(Problème posé 1):
D'après le passage consacré au tableau de Victor Schnetz, sous quoi Charlemagne est-il assis ?

Charlemagne, entouré de ses principaux officiers, reçoit Alcuin par Victor Schnetz : dédicace royale
24 nov. 2010SCHNETZ Victor (1787-1870), Charlemagne, entouré de ses principaux officiers, reçoit Alcuin qui lui présente ses manuscrits, ouvrages de ses moines, 1833, H/T, Louvre (plafond), n° INV 7884
Derrière ce nom à rallonge qui a le mérite d'être explicite, on retrouve deux célèbres personnages du haut Moyen Âge : l'empereur Charlemagne et le célèbre moine Alcuin (730-804) ami et conseillé de Charlemagne, artisan de la "Renaissance" carolingienne (ce terme est de plus en plus discuté et certains lui préfèrent "réforme carolingienne"), responsable de l'école palatine....
La composition du tableau est assez simple, Charlemagne est assis au centre, trônant sous un dais de brocard azur et or. Il est revêtu des insignes royaux, couronne fermée, globe impérial sur un coussin à sa droite et sceptre dans la main droite. De la main gauche, il désigne le manuscrit que lui tend le moine, debout, à sa gauche.
Alcuin est facilement identifiable par sa tonsure et ses vêtements monastiques blancs. Il est entouré d'autres religieux, prêtres, moines, et un évêque au fond, juste à coté du trône du souverain, reconnaissable à sa crosse et sa mitre. Ainsi, la partie droite du tableau est presque intégralement occupée par des religieux. À l'arrière plan, une large baie laisse entrevoir la vie et l'architecture du palais d'Aix-la-Chapelle.
La partie gauche du tableau est occupée par des hommes de la cour, en armes ou non. Au Premier plan, on remarque même des orientaux, signalant les liens de l'empire carolingien avec le califat de Bagdad ou bien s'agit-il d'une ambassade des maures d'Espagne?
Au premier plan, un jeune garçon apporte un lutrin pour poser l'ouvrage.

(Données fournies):
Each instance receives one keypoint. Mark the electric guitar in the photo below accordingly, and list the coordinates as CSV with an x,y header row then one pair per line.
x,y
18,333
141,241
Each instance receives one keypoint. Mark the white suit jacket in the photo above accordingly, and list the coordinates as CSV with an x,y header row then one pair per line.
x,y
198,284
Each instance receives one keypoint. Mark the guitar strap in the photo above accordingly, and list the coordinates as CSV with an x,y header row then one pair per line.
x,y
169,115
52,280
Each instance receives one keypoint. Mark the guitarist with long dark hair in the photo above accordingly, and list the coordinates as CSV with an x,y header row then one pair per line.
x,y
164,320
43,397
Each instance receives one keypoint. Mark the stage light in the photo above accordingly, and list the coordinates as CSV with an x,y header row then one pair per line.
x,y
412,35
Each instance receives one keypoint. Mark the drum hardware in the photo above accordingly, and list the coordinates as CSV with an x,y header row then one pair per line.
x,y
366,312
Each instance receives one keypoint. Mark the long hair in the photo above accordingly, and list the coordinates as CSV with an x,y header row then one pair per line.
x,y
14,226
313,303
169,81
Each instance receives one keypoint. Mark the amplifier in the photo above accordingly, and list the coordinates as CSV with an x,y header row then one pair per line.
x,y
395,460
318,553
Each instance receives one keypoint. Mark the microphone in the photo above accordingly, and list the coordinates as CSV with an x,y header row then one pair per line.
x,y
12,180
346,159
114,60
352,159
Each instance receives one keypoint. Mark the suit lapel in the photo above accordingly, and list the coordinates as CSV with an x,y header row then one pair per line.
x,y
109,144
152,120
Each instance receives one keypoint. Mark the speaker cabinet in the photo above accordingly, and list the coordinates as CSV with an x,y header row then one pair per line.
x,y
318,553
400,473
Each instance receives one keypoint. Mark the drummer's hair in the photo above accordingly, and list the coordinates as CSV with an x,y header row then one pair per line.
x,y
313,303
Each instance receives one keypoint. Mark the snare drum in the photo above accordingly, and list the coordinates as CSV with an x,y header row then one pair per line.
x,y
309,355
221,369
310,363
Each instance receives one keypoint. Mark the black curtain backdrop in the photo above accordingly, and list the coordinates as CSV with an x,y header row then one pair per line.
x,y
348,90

(Problème posé 2):
Renvoyez à l'identique tout ce qui figure dans la liste, depuis la ligne contenant « Each instance receives one keypoint. Mark the snare » jusqu'à la fin de cette liste, ces deux bornes comprises.

(Réponse exacte 1):
Sous un dais de brocard azur et or.

(Réponse exacte 2):
Each instance receives one keypoint. Mark the snare drum in the photo above accordingly, and list the coordinates as CSV with an x,y header row then one pair per line.
x,y
309,355
221,369
310,363
Each instance receives one keypoint. Mark the black curtain backdrop in the photo above accordingly, and list the coordinates as CSV with an x,y header row then one pair per line.
x,y
348,90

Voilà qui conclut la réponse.